Each line of the listing that includes the string "tall" is to be identified and copied.
————————
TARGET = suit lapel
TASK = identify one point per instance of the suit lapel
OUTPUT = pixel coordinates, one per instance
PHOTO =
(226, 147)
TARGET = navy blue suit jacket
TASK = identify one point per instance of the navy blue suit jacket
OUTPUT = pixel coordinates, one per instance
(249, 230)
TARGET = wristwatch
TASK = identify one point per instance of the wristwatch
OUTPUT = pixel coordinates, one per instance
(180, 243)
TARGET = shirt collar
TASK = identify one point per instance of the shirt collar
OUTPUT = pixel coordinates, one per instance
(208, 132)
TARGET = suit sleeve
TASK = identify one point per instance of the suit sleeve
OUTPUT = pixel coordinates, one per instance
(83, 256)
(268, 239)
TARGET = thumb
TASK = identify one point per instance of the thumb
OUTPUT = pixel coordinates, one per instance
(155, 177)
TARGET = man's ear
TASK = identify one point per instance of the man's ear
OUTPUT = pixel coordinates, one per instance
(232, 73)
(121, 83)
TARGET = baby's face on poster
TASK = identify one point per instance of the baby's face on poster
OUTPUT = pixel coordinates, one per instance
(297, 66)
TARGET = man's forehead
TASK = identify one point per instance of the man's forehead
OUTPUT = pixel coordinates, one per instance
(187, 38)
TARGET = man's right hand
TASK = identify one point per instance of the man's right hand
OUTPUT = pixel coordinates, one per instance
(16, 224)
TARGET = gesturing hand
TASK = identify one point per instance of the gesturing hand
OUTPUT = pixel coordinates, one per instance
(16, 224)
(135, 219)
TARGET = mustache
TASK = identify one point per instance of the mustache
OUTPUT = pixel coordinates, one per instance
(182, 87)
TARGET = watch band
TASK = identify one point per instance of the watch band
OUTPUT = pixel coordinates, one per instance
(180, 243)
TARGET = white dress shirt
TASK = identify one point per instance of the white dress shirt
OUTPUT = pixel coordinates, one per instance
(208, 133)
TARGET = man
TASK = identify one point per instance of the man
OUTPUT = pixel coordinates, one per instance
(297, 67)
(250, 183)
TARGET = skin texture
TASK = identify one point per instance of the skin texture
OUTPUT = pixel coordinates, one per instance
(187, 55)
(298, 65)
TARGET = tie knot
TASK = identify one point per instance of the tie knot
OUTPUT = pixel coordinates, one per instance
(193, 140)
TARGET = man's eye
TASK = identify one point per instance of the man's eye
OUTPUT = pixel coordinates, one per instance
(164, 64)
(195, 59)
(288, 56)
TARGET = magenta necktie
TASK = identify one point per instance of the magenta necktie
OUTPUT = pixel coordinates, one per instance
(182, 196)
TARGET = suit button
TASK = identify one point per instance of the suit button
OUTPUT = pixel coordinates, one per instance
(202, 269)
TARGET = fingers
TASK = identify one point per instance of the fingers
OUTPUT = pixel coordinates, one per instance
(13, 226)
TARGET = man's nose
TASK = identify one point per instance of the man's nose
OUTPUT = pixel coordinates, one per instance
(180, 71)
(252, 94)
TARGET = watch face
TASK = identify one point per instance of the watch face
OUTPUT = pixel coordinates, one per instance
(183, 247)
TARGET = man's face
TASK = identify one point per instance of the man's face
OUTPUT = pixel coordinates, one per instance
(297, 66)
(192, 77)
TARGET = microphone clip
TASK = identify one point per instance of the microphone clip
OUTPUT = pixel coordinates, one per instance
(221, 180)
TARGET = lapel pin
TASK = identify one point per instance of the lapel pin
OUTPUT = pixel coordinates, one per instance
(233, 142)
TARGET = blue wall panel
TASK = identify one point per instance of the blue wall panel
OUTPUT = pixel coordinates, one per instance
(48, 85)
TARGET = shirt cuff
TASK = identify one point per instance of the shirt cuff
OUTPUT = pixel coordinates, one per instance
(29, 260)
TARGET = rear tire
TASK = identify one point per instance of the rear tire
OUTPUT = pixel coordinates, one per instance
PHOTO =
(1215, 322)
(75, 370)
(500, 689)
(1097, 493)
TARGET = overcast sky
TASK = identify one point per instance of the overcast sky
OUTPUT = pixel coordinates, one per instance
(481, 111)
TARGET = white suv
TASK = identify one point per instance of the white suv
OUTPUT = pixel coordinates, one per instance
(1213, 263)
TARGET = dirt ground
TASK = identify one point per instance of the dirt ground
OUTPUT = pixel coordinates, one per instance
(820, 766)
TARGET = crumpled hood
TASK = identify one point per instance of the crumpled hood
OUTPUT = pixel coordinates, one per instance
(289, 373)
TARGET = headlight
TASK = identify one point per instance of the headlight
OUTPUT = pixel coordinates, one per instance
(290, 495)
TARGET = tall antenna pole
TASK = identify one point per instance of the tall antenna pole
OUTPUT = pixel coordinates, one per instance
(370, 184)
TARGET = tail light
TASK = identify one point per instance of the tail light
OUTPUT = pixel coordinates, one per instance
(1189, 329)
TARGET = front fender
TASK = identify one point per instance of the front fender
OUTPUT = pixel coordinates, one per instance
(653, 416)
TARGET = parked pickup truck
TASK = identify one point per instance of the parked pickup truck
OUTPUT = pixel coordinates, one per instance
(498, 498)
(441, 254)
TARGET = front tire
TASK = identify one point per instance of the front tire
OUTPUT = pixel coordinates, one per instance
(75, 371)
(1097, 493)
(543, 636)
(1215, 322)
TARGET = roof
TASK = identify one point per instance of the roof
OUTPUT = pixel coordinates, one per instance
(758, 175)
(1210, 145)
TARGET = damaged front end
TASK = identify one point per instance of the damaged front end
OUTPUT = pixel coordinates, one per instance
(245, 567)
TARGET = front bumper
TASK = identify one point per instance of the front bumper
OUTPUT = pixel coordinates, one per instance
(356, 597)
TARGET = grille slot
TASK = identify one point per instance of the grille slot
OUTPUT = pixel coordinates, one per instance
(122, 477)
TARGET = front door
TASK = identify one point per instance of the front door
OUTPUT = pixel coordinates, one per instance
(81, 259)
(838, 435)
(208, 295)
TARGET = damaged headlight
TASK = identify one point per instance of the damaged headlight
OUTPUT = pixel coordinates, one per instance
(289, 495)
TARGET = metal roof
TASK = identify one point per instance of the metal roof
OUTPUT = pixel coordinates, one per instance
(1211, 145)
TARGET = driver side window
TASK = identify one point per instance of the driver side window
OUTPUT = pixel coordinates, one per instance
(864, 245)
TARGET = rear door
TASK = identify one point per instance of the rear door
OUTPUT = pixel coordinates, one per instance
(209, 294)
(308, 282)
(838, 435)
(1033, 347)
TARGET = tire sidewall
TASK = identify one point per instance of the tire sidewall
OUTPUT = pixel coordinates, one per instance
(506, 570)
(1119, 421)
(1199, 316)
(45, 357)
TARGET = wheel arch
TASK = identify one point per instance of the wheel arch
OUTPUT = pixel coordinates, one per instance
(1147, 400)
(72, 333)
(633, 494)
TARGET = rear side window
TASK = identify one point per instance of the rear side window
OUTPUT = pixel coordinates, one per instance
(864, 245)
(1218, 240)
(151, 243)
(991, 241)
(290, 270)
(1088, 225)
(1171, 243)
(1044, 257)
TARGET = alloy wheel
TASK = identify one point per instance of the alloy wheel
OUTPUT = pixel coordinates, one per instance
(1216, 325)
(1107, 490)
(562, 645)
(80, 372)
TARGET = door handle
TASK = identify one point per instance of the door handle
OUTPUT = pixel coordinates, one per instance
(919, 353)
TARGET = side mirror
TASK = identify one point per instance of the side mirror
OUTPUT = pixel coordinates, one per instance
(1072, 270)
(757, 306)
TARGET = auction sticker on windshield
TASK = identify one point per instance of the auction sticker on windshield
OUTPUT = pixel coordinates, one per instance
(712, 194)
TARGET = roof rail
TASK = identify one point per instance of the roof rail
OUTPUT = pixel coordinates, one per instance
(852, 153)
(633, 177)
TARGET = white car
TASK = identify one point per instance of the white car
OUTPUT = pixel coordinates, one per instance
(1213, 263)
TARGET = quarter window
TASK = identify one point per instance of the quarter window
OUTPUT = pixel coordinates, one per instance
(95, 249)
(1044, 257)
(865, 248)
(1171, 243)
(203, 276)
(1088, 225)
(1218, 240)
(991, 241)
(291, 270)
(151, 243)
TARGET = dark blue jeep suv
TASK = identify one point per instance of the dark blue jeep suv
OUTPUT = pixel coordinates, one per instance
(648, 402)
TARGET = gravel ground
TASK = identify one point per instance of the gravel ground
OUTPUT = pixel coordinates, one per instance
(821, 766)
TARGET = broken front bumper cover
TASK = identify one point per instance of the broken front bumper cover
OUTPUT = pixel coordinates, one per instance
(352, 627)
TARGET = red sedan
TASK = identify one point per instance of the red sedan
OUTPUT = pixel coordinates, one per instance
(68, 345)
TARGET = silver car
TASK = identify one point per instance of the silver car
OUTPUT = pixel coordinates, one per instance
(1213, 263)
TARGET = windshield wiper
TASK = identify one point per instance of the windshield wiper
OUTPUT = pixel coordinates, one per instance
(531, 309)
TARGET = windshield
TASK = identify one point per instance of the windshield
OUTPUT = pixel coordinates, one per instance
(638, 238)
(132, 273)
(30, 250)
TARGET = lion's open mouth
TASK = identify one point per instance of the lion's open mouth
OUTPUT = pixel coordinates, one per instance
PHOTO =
————————
*TASK SOLUTION*
TARGET = tall antenna pole
TASK = identify one point per instance of the tall antenna pole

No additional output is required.